Source passage |
Producers: Randall Emmett, George Furla, Tim Sullivan, Nick Koskoff, Alex Eckert and Luillo Ruiz Director: Randall Emmett Screenplay: Alan Horsnail Cast: Megan Fox, Bruce Willis, Emile Hirsch, Lukas Haas, Colson Baker (aka Machine Gun Kelly), Michael Beach, Caitlin Carmichael, Lydia Hull, Sistine Stallone, Olive Elise Abercrombie, Jackie Cruz, Donovan Carter and Welker White Distributor: Lionsgate
Randall Emmett is a prolific producer, but this represents his first stab at directing. He should have resisted the urge to broaden his horizons. “Midnight in the Switchgrass” is a flat, unsuspenseful and generally repellent would-be thriller about the search for a serial killer.
The Florida-set script by Alan Horsnail, another first-timer, centers on the effort to track down the perpetrator in a series of murders of prostitutes around Pensacola. Megan Fox and Bruce Willis play Rebecca Lombardi and Karl Helter, a pair of FBI agents who are on his trail, thanks to the contact Rebecca has made with a prime suspect via a chat room. She’ll be the bait that lures him to a meeting at a seedy motel, and they’ll pounce.
Unfortunately, their plan goes awry. The killer, a trucker named Peter (Lukas Haas) is diverted from the assignation by the appearance of Tracey Lee ( Caitlin Carmichael), a sex worker who stumbles out of the motel in a drug-and-alcohol haze and is promptly accosted by a burly driver whom Peter saves her from; he then offers her a place for the night. The identity of the killer is hardly a spoiler, since the movie tries to keep Peter’s intentions ambiguous for a few seconds at most. For Rebecca and Karl, the only consolation is that she gets to rough up Carlin (Colson Baker, aka Machine Gun Kelly), a slimy dude who comes to her room, recognizes her and instigates a fight.
Meanwhile, straight-arrow state policeman Byron Crawford (Emile Hirsch) is frustrated that his lieutenant (Donovan Carter) refuses to give him permission to work the case of the murdered women, and decides to pursue it anyway. While Lombardi interviews Tracey Lee’s sister Heather (Sistine Stallone) about her disappearance, Crawford visits the latest victim’s mother Georgia (Welker White) to offer his condolences and assure her of his commitment to find her killer.
By this time Helter announces his decision to leave the investigation, which he sees as reckless and damaging to his private life. Fortunately by this time Lombardi has met Crawford, and they decide to join forces to set another trap for the killer, this time arranging a meeting at a crowded honky-tonk bar. Like Lombardi’s previous efforts, this one also goes south, leaving her in the hands of Peter, who, as it turns out, is still holding Tracey Lee hostage.
The ineptitude of the law, at both local and federal levels, is as conspicuous here as it is in the many TV series “Midnight” resembles—as is its ham-handed attempts to add some complexity to a couple of the characters. Rebecca and Karl get short shrift in that department; she gets no personal backstory whatever, while his is dismissed in a couple of lines of dialogue.

Your assignment | Please repeat, word for word, the part of the film review that opens with the words containing "The Florida-set script" and closes with "and they’ll pounce.".

The data |
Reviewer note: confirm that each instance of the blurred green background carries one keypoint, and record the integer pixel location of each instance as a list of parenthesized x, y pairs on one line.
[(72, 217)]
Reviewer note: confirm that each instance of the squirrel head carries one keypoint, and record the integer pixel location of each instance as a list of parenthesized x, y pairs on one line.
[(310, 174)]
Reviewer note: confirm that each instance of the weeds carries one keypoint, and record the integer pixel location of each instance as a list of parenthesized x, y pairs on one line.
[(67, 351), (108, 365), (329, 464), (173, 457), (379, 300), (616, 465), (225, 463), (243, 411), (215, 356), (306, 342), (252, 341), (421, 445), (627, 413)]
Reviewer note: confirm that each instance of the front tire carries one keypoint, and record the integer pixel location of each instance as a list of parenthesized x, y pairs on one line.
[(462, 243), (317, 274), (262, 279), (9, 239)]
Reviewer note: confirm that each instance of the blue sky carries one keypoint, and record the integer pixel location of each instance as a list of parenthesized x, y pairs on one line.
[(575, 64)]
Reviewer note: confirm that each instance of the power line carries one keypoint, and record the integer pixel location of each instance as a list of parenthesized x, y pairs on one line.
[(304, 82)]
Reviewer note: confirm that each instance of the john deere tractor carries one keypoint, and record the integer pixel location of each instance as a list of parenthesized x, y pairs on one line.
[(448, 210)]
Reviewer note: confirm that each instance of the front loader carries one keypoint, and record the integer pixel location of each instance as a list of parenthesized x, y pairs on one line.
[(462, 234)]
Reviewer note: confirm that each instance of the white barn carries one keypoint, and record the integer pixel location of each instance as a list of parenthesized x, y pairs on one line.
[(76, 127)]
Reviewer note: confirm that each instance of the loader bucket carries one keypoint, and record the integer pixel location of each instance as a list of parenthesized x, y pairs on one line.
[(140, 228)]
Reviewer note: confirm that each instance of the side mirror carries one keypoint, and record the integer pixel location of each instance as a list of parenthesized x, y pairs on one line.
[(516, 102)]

Solution for this exercise |
The Florida-set script by Alan Horsnail, another first-timer, centers on the effort to track down the perpetrator in a series of murders of prostitutes around Pensacola. Megan Fox and Bruce Willis play Rebecca Lombardi and Karl Helter, a pair of FBI agents who are on his trail, thanks to the contact Rebecca has made with a prime suspect via a chat room. She’ll be the bait that lures him to a meeting at a seedy motel, and they’ll pounce.